> Problem details
Set down, without alteration, the lines from the one that contains "line shown in the photo above." through the final line of the material below.

____ Entries provided

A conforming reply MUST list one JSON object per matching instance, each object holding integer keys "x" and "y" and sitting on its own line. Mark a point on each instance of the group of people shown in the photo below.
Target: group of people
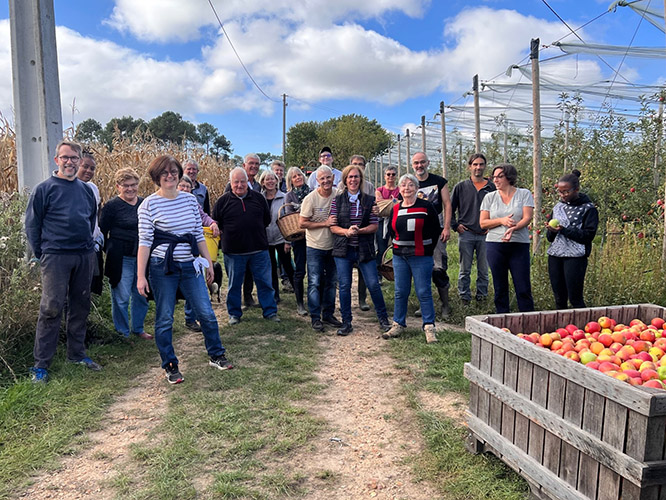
{"x": 155, "y": 247}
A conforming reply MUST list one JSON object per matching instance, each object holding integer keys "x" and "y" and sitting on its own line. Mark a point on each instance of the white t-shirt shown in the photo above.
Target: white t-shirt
{"x": 316, "y": 208}
{"x": 493, "y": 203}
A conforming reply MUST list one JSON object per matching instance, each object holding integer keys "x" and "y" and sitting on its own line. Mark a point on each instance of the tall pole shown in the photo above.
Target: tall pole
{"x": 477, "y": 113}
{"x": 36, "y": 88}
{"x": 284, "y": 125}
{"x": 423, "y": 143}
{"x": 536, "y": 155}
{"x": 443, "y": 119}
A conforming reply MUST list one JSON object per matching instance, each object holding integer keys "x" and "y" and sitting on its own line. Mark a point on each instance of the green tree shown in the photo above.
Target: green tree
{"x": 170, "y": 127}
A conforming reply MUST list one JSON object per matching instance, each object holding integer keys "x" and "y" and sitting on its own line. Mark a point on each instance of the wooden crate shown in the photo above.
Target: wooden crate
{"x": 572, "y": 432}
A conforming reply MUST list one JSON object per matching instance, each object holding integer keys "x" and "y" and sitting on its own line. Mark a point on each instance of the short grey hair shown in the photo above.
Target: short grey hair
{"x": 409, "y": 177}
{"x": 238, "y": 169}
{"x": 323, "y": 169}
{"x": 290, "y": 173}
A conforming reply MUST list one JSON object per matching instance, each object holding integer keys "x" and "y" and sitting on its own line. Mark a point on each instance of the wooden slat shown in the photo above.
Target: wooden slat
{"x": 641, "y": 400}
{"x": 535, "y": 473}
{"x": 569, "y": 432}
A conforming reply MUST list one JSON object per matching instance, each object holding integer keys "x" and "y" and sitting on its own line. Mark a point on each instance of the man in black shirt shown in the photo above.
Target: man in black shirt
{"x": 434, "y": 188}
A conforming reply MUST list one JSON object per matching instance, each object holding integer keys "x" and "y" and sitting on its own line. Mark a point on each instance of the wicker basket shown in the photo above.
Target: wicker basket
{"x": 386, "y": 267}
{"x": 289, "y": 226}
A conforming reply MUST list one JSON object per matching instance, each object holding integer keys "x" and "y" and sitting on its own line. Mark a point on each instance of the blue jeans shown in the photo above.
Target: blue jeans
{"x": 421, "y": 269}
{"x": 322, "y": 281}
{"x": 125, "y": 296}
{"x": 260, "y": 263}
{"x": 514, "y": 257}
{"x": 468, "y": 243}
{"x": 368, "y": 270}
{"x": 194, "y": 289}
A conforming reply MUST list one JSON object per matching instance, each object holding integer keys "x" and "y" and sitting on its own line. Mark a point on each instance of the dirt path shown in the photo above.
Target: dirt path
{"x": 366, "y": 454}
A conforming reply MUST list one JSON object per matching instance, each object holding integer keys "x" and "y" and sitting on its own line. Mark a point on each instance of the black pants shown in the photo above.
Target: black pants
{"x": 567, "y": 276}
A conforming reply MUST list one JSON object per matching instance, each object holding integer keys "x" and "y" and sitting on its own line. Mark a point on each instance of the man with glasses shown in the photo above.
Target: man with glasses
{"x": 434, "y": 189}
{"x": 325, "y": 159}
{"x": 466, "y": 200}
{"x": 59, "y": 224}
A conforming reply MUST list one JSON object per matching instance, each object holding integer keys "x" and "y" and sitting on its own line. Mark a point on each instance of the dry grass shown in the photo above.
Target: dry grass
{"x": 136, "y": 152}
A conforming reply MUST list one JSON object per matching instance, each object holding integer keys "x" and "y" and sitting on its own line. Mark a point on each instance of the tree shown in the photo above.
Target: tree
{"x": 89, "y": 130}
{"x": 170, "y": 127}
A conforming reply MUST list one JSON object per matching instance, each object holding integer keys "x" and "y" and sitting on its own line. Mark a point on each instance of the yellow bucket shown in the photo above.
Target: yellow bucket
{"x": 212, "y": 243}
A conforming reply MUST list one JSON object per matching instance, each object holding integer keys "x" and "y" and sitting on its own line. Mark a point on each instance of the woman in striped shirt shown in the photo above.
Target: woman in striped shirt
{"x": 172, "y": 247}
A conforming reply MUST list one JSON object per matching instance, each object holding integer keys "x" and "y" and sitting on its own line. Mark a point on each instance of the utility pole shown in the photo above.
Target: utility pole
{"x": 536, "y": 155}
{"x": 477, "y": 113}
{"x": 284, "y": 125}
{"x": 443, "y": 119}
{"x": 36, "y": 88}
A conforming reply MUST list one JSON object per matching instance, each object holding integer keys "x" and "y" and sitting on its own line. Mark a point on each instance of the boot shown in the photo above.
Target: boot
{"x": 298, "y": 292}
{"x": 444, "y": 299}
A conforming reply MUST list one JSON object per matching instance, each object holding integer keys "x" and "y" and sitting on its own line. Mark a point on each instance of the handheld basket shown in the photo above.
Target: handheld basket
{"x": 289, "y": 226}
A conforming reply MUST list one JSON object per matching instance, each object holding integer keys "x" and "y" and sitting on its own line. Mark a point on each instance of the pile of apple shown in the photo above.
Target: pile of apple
{"x": 633, "y": 353}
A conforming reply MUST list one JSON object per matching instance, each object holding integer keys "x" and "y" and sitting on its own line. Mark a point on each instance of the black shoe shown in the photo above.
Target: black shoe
{"x": 345, "y": 330}
{"x": 193, "y": 325}
{"x": 172, "y": 374}
{"x": 333, "y": 321}
{"x": 384, "y": 324}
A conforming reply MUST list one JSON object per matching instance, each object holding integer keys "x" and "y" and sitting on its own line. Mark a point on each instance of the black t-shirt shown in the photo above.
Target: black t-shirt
{"x": 430, "y": 190}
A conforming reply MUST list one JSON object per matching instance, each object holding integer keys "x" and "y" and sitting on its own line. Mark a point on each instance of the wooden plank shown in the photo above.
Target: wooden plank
{"x": 530, "y": 468}
{"x": 639, "y": 399}
{"x": 538, "y": 397}
{"x": 569, "y": 432}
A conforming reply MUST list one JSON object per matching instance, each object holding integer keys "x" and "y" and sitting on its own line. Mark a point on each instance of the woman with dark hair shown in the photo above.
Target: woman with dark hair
{"x": 506, "y": 213}
{"x": 353, "y": 235}
{"x": 570, "y": 231}
{"x": 297, "y": 191}
{"x": 172, "y": 246}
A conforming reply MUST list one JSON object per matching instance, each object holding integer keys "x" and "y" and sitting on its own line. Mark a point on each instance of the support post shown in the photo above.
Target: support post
{"x": 536, "y": 154}
{"x": 36, "y": 88}
{"x": 477, "y": 114}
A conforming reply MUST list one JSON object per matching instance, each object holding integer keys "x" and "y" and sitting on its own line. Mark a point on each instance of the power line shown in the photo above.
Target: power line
{"x": 238, "y": 56}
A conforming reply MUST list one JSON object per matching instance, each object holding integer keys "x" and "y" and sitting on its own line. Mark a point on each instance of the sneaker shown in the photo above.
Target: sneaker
{"x": 429, "y": 330}
{"x": 172, "y": 374}
{"x": 393, "y": 332}
{"x": 39, "y": 375}
{"x": 333, "y": 321}
{"x": 221, "y": 363}
{"x": 345, "y": 330}
{"x": 193, "y": 325}
{"x": 88, "y": 363}
{"x": 384, "y": 324}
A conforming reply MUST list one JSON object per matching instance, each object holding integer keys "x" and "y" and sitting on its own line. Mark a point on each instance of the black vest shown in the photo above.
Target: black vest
{"x": 366, "y": 242}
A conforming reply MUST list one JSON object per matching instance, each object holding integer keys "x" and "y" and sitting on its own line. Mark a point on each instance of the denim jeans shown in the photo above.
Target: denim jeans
{"x": 368, "y": 270}
{"x": 64, "y": 278}
{"x": 514, "y": 257}
{"x": 194, "y": 289}
{"x": 236, "y": 266}
{"x": 468, "y": 243}
{"x": 322, "y": 281}
{"x": 125, "y": 296}
{"x": 421, "y": 269}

________

> The result
A conforming reply MUST list one JSON object per matching instance, each object holding integer keys "x" and "y" and sitting on its own line. Mark a point on each instance of the power line shown in the photo above.
Target: power line
{"x": 238, "y": 56}
A conforming reply MUST list one JSON object per matching instance, each object holding integer keys "x" and "y" and sitting on its own line. Mark a point on each instance of the sneaker shown in the photo above.
Target: sneaker
{"x": 429, "y": 330}
{"x": 172, "y": 374}
{"x": 393, "y": 332}
{"x": 39, "y": 375}
{"x": 333, "y": 321}
{"x": 221, "y": 363}
{"x": 345, "y": 330}
{"x": 193, "y": 325}
{"x": 88, "y": 363}
{"x": 384, "y": 324}
A conforming reply MUST list one JSON object per matching instance, each object holding integer keys "x" and "y" and sitting on its own line. Mark a point on each instance of the black vest shown in the photo above.
Target: black vest
{"x": 366, "y": 242}
A conforming reply MUST list one JSON object per matching instance, each object holding integer keys "x" and "y" and sitting on its own line. Mark a point on each instance of the denim jeans shown in the photo above.
Target: denim jeans
{"x": 368, "y": 270}
{"x": 64, "y": 278}
{"x": 514, "y": 257}
{"x": 194, "y": 289}
{"x": 236, "y": 266}
{"x": 468, "y": 243}
{"x": 322, "y": 281}
{"x": 125, "y": 296}
{"x": 421, "y": 269}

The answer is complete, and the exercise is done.